[Begin Recorded data]

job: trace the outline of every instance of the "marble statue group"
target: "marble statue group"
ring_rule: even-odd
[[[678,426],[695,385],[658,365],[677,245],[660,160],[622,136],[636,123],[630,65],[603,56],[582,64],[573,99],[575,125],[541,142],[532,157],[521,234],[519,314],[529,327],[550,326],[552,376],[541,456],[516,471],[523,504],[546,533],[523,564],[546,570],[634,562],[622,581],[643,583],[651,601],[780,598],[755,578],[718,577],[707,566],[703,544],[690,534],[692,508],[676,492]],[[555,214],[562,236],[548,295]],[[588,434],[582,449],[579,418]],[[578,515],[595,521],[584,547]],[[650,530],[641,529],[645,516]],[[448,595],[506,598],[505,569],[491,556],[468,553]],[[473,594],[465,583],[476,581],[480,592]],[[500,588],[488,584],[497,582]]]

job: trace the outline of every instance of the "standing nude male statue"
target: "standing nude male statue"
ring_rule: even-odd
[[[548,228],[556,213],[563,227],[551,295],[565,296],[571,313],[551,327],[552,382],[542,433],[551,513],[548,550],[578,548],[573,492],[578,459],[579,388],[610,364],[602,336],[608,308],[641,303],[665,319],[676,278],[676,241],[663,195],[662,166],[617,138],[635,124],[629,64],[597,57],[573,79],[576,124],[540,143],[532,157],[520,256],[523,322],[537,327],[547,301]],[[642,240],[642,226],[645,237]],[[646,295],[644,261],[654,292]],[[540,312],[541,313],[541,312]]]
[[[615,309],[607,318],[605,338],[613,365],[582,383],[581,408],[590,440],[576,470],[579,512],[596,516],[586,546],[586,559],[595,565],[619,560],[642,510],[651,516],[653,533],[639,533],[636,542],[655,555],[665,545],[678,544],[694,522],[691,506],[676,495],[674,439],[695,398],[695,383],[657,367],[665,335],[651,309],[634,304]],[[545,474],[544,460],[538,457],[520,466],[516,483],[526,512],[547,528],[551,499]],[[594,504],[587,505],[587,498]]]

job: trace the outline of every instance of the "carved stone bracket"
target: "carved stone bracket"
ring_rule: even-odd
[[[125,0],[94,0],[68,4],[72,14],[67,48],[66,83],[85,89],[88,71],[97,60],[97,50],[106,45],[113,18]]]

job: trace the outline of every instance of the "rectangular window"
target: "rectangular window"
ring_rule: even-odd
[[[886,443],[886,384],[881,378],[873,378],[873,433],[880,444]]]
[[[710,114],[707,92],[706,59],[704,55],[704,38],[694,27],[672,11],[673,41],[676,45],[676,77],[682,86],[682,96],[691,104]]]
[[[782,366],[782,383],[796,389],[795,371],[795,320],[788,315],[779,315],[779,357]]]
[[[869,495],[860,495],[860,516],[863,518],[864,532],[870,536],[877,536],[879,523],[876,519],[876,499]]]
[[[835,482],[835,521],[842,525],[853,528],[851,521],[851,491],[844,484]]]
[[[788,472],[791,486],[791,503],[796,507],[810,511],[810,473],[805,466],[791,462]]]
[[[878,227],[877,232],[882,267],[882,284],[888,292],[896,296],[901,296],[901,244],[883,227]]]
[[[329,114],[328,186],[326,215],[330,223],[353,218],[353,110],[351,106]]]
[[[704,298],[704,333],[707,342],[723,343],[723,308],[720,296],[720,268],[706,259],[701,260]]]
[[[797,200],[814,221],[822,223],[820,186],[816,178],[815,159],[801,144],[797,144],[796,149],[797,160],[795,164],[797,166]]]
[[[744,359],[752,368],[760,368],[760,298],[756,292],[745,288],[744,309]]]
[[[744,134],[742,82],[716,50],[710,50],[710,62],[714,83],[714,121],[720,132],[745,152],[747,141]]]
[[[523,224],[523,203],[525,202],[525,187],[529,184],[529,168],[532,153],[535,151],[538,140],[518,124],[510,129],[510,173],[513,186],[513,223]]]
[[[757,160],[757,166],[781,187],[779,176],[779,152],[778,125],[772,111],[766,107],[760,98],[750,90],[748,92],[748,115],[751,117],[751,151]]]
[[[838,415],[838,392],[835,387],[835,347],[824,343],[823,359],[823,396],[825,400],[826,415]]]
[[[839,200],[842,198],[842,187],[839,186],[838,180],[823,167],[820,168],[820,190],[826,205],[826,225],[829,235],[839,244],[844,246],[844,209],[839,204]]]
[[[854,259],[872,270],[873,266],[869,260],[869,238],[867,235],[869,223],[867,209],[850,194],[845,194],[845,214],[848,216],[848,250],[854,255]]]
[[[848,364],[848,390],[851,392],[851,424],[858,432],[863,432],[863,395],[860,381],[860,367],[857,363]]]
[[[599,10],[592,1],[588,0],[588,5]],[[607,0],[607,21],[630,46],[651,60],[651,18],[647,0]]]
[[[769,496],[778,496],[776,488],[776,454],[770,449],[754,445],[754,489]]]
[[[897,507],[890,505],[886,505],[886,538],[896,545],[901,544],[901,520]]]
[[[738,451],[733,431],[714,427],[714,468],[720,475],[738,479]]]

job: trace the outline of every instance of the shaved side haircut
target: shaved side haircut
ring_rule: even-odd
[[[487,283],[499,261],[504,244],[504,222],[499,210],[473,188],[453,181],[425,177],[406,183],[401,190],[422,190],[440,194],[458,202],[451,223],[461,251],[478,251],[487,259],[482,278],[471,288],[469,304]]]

[End Recorded data]

- **Your task**: Rewrite the lines starting at the one that contains "job: trace the outline of every instance of the shaved" and ending at the last line, changing "shaved side haircut" to "undercut hairstyle" and leaving everything else unchanged.

- **Result of the exercise**:
job: trace the outline of every instance of the undercut hairstyle
target: undercut hairstyle
ring_rule: even-odd
[[[487,283],[499,261],[504,244],[504,222],[499,210],[473,188],[453,181],[425,177],[406,183],[401,190],[422,190],[440,194],[458,202],[451,223],[461,251],[478,251],[487,259],[482,278],[471,288],[469,304]]]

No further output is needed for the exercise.